» **EXERCISE AIM**
A verbatim restatement of the data, free of pictures, is what you should output.

» **INPUT**
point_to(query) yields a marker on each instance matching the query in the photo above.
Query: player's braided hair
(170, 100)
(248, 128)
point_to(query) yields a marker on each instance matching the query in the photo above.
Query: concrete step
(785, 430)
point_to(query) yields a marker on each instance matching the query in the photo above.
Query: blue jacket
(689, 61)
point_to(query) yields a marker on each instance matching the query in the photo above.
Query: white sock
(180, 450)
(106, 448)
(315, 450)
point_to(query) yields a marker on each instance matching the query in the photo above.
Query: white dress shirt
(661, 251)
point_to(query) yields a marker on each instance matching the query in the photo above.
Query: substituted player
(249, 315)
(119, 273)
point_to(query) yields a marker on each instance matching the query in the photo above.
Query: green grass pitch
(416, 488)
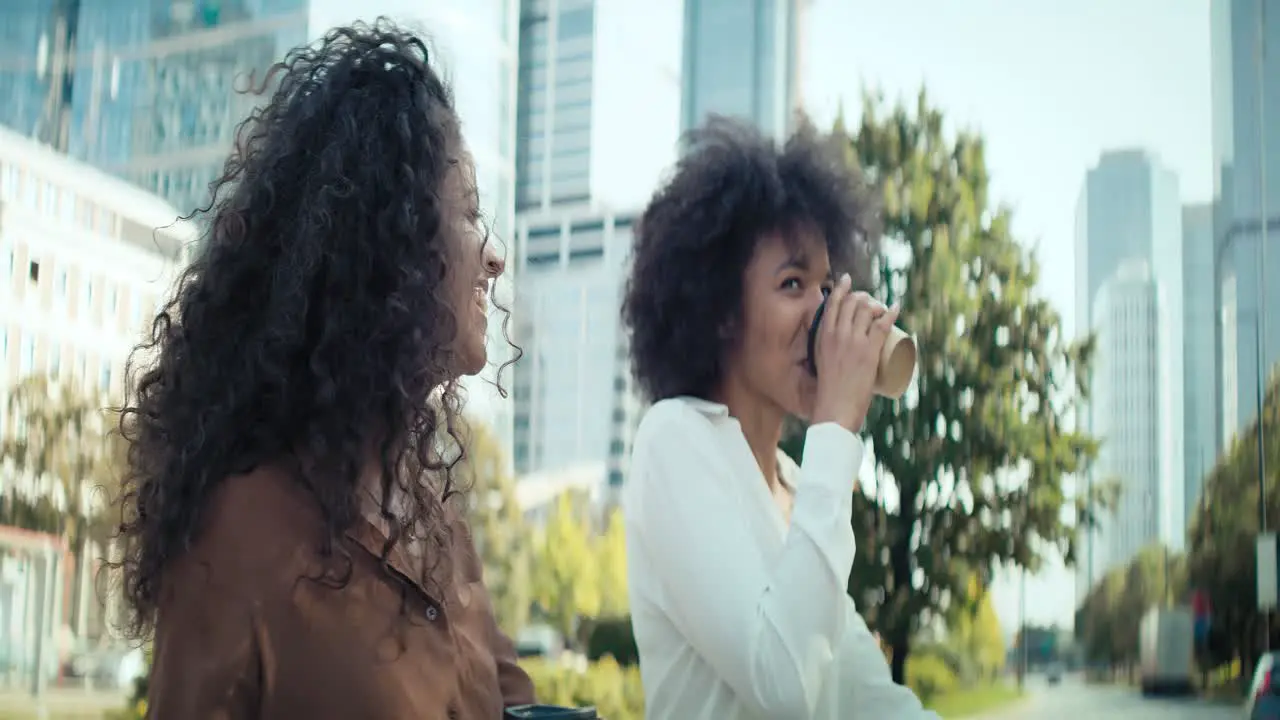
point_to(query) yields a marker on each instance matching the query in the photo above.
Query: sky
(1051, 85)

» **RESPONSE BOX**
point_to(query) yields a marker on each instance matching the query in the photo above.
Query: player's braided hair
(170, 100)
(248, 128)
point_to(query) yields a marker on each instance matching the query in the photo above.
Query: concrete step
(785, 430)
point_to(query) yields a marker on each instance matching the query in the photo above.
Query: blue jacket
(689, 61)
point_to(query) yields a marker on each instance matching the query in the photo above.
Query: white sock
(180, 450)
(106, 448)
(315, 450)
point_to(query) yields a marker on each instance matching the query in the photo above.
Query: white dress shirt
(661, 251)
point_to(query) yields a marker on each instance matching the query in the photo above.
Query: substituted player
(249, 315)
(119, 273)
point_to(query) yields a marker on each instance matching the query in the photo above.
Query: green grass pitch
(416, 488)
point_to(query) yields a marker on each instance matching the query in the photo above.
Query: sky
(1051, 85)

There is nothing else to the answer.